Work required »
Could you update all the records below by swapping every "Camera-trap tally" for "Trail-camera count", keeping everything else the same and leaving the pictures out of your reply?
※ ※ ※
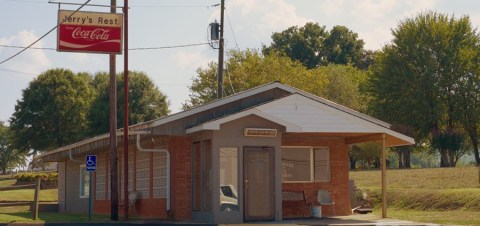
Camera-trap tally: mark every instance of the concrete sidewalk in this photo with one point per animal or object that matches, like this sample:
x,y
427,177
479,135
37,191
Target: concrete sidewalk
x,y
360,219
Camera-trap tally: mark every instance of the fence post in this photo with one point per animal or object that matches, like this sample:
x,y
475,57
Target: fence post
x,y
35,198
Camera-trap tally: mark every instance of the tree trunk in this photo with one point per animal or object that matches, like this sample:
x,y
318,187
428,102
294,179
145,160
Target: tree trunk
※ ※ ※
Answer »
Trail-camera count: mark every instance of the concrete sidewalk in this photo with one point per animal or object that matches, like this sample:
x,y
427,177
479,135
37,191
Target: concrete sidewalk
x,y
360,219
Trail-camera count: mark every instance of the fence post in this photo with one point per animal or object that matches, like this sample:
x,y
475,57
Target: fence post
x,y
35,198
Trail-camera count: mark every instance of the tree trunk in this photo with one point per animal or object that matches, like this sample:
x,y
318,187
428,102
294,179
145,160
Target: tree trunk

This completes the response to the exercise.